**** Brano di lettura

Il caso che fa discutere ha origini molto recenti, ancorché di dati personali quali potenziale mezzo di scambio si discuta da tempo in dottrina.

Nel marzo 2025 le autorità fiscali italiane hanno notificato al colosso digitale una serie di avvisi di accertamento relativi all’omessa dichiarazione e al mancato versamento dell’Iva tra il 2015 e il 2021, per un importo miliardario.

Ad avviso dell’Agenzia, l’operazione che si sostanzia nella cessione dei dati personali come contropartita dell’accesso ai servizi offerti dal social network, costituirebbe un pagamento in natura e non in denaro, operazione che rientrerebbe, a pieno titolo, quale prestazione di servizi imponibile ai fini IVA. Secondo l’Agenzia, pertanto, la fattispecie de quo altro non sarebbe che una “permuta di beni differenti” soggetta alla medesima imposta[1].

********
**** Righe del dataset

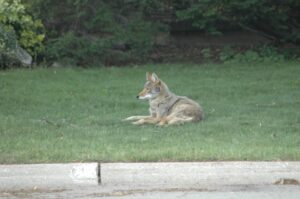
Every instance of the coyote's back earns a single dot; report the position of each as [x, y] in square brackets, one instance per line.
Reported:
[166, 108]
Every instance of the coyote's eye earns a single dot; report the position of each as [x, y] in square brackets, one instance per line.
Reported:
[156, 90]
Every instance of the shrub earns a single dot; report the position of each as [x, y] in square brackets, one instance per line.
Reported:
[93, 32]
[29, 32]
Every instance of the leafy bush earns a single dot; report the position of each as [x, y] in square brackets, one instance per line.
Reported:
[276, 20]
[93, 32]
[259, 54]
[29, 32]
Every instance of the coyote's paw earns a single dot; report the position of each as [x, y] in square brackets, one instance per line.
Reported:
[140, 122]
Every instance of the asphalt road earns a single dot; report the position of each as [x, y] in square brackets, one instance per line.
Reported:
[221, 192]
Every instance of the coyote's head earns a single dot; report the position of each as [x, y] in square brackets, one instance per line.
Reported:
[152, 87]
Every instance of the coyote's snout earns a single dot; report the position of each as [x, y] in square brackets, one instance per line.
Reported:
[166, 107]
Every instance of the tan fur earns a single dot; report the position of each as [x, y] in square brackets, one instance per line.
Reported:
[166, 108]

********

### Consegne
1: Indichi se ciascuna delle seguenti affermazioni concorda con il brano sull'Iva e i dati personali, rispondendo sì o no e citando testualmente le parole decisive del brano.
(a) Gli avvisi di accertamento sono stati notificati nel marzo 2025.
(b) Secondo l'Agenzia, la cessione dei dati personali costituirebbe un pagamento in denaro.
(c) Gli avvisi riguardano l'Iva relativa al periodo tra il 2015 e il 2021.
2: Converta in un elenco JSON di stringhe tutto il tratto delle righe salvate che va dalla riga contenente "Every instance of the coyote's eye" fino alla fine di tali righe, estremi inclusi. Usi una stringa per ogni riga e ometta le righe vuote.

### Soluzioni in ordine
1:
(a) Sì: «Nel marzo 2025 le autorità fiscali italiane hanno notificato al colosso digitale una serie di avvisi di accertamento»
(b) No: «costituirebbe un pagamento in natura e non in denaro»
(c) Sì: «relativi all’omessa dichiarazione e al mancato versamento dell’Iva tra il 2015 e il 2021»

2:
[
  "Every instance of the coyote's eye earns a single dot; report the position of each as [x, y] in square brackets, one instance per line.",
  "Reported:",
  "[156, 90]",
  "Every instance of the shrub earns a single dot; report the position of each as [x, y] in square brackets, one instance per line.",
  "Reported:",
  "[93, 32]",
  "[29, 32]",
  "Every instance of the leafy bush earns a single dot; report the position of each as [x, y] in square brackets, one instance per line.",
  "Reported:",
  "[276, 20]",
  "[93, 32]",
  "[259, 54]",
  "[29, 32]",
  "Every instance of the coyote's paw earns a single dot; report the position of each as [x, y] in square brackets, one instance per line.",
  "Reported:",
  "[140, 122]",
  "Every instance of the asphalt road earns a single dot; report the position of each as [x, y] in square brackets, one instance per line.",
  "Reported:",
  "[221, 192]",
  "Every instance of the coyote's head earns a single dot; report the position of each as [x, y] in square brackets, one instance per line.",
  "Reported:",
  "[152, 87]",
  "Every instance of the coyote's snout earns a single dot; report the position of each as [x, y] in square brackets, one instance per line.",
  "Reported:",
  "[166, 107]",
  "Every instance of the tan fur earns a single dot; report the position of each as [x, y] in square brackets, one instance per line.",
  "Reported:",
  "[166, 108]"
]